- **Source document**
--- Start ---

And what I learned quickly was that
it really wasn't something that
had been systematically written about much
at all in the past
which seemed astonishing
to me considering how
many simulated cities
you find in video games these days.
It was nice to break open
that kind of ground a little bit.
I think the gap between simulation
and reality is closing.
I think that's obvious in terms of
increasing complexity and plausibility
of a lot of the video games
that are being produced at the moment.
I remember playing the
first Grand Theft Auto
and the resolution wasn't that great.
It seemed amazing at the time,
but looking at it in retrospect
it seems kind of clunky.
Not just the fact that
it's now gotten bigger
but also the fact that the density
of the simulation has gotten better.
- Geez, too much more of that
and maybe I won't be dead by 35.
- Cars are moving around, expensive cars
and expensive neighborhoods.
People react to people shooting,
crowd mechanics and social mechanics
to a certain degree.
But once the story runs out,
then that's all you're left with
and there's no real human heart to it all.
That's a huge shortcoming of games
and the current ceiling against which
they're butting their heads.
And that tells you how complex cities are.
If games were to incorporate
live data from cities,
it would lend a sense of unpredictability
and randomness that's
currently very limited.
That idea to me is fascinating.
If someone were to do that,
I think it would be a way of cracking open
the hermetic box in which these
sandbox games are created.
I do think that the city sim style of game
is probably directly responsible
for a sort of uptake
of city planners and people
having a sort of exciting, empowered sense
of what putting a city together can be
and how a city should function.
Several people I spoke to
in the article said that
playing SimCity at the end of the '80s
was a real eye-opening moment for them
because it was the first time they had
this visualization of the
city as a kind of system
and an exciting one
and as one that you the
player could influence.
- It's fun.
We've agreed to build up a city.
For those cities have skylines
and boy, are they pretty.
- Entertainment related games
like SimCity and Cities: Skylines
can be beneficial in
the evolution of cities
and I think will have an influence.
The stumbling block upon which
people fall when they think
about these video games'
influence in real life
is the rules of these games,
they're there to entertain.

--- End ---

(Records of labeled points)
--- Start ---

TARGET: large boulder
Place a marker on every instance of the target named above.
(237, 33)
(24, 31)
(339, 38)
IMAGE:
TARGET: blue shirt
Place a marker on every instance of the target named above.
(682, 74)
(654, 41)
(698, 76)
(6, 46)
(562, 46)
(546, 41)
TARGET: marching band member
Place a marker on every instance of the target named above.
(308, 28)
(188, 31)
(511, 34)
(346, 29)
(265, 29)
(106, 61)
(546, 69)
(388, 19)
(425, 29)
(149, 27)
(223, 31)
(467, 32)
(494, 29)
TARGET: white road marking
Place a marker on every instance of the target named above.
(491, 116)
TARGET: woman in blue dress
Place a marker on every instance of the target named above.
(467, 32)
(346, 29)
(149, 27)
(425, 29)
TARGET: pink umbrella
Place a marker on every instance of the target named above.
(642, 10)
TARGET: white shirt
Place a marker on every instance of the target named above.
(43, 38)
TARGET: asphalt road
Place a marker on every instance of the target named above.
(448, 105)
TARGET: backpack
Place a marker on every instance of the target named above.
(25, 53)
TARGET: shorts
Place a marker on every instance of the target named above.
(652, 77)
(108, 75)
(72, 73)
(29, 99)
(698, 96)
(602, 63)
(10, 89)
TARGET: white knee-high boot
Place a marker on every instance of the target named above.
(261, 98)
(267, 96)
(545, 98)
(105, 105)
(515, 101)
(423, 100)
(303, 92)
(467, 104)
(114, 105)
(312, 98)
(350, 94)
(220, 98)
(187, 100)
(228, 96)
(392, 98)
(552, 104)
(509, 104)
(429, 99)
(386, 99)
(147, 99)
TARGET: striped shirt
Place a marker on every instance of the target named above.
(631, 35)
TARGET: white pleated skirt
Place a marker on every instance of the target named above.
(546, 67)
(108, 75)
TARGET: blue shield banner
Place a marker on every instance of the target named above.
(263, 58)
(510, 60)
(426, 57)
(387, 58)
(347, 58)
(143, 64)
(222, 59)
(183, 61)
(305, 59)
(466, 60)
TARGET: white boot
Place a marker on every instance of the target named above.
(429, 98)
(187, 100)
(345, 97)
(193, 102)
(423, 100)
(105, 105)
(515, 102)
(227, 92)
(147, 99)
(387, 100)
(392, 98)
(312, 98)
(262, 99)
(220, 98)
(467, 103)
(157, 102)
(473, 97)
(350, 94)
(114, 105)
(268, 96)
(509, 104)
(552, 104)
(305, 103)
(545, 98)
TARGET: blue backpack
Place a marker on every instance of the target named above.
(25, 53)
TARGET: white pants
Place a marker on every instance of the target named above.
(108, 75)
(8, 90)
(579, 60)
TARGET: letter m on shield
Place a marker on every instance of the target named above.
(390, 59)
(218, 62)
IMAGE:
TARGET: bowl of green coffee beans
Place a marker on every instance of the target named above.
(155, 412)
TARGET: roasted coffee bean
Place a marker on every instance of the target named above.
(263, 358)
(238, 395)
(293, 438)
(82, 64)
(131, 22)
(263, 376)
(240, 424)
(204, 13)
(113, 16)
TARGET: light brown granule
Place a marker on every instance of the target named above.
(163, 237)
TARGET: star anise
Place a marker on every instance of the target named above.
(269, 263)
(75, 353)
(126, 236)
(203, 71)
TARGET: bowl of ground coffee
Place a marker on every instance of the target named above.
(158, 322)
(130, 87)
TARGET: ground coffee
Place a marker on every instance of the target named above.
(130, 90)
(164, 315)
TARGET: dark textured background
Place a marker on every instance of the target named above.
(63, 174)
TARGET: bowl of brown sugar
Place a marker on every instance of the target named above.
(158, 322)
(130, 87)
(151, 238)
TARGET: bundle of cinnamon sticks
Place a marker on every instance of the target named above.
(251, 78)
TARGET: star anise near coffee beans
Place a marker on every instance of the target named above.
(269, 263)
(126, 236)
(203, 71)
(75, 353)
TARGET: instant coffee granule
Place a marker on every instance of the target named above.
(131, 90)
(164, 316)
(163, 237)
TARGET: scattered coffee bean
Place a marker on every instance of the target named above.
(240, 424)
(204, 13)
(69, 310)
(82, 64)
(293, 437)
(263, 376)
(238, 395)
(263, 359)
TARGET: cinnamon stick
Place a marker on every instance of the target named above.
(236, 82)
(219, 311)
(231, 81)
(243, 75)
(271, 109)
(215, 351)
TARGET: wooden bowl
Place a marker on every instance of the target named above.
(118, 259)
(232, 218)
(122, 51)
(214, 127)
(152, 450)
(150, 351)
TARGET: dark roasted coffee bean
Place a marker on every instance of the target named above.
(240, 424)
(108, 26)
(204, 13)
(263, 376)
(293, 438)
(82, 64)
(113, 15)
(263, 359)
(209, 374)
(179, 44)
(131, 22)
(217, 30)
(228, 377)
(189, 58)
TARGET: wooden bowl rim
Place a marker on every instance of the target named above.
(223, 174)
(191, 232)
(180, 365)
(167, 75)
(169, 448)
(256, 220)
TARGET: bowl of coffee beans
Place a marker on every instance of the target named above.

--- End ---

- **Written problem A**
Answer these questions from the city-simulation transcript:
(i) Which game does the speaker remember playing when its resolution "wasn't that great"?
(ii) When did several people the speaker spoke to for the article play SimCity?
(iii) What does the speaker name as the stumbling block when people think about these video games' influence in real life?
- **Written problem B**
Carry on the city-simulation transcript from its final line, "they're there to entertain."

- **Result A**
(i) The first Grand Theft Auto.
(ii) At the end of the '80s.
(iii) The rules of these games, which are there to entertain.

- **Result B**
And fun is the priority of
these games, not education,
and education can happen on the way.
If you were to be interested
in how they modeled cities,
you'd probably learn an awful lot
about urban planning, urban zoning,
crowd mechanics, crime,
all the things that are fed into the game.
But you very much need to open the hood
and look at the engine.
You need to want to do that,
and most people just
want to drive the car.
- The makers of Cities: Skylines are also
less concerned with closing the gap
between simulations and reality,
and more focused on creating a fun ride
for their players.
- Cities: Skylines has some simplified
mechanics compared to reality.
And that's one of those problems,
that we basically as a game company
don't want to be involved in how
to actually feed accurate,
real data to the game
to get this kind of like actual research
or real results out of it.
- You see there's a big one.
There you see, that one
is completely stuck.
- The dangers of trying to use a game like
Cities: Skylines or SimCity,
to plan real cities,
are pretty obvious.
- We've had a lot of interest in it
from universities and schools,
but the simulations we use
are fairly simple.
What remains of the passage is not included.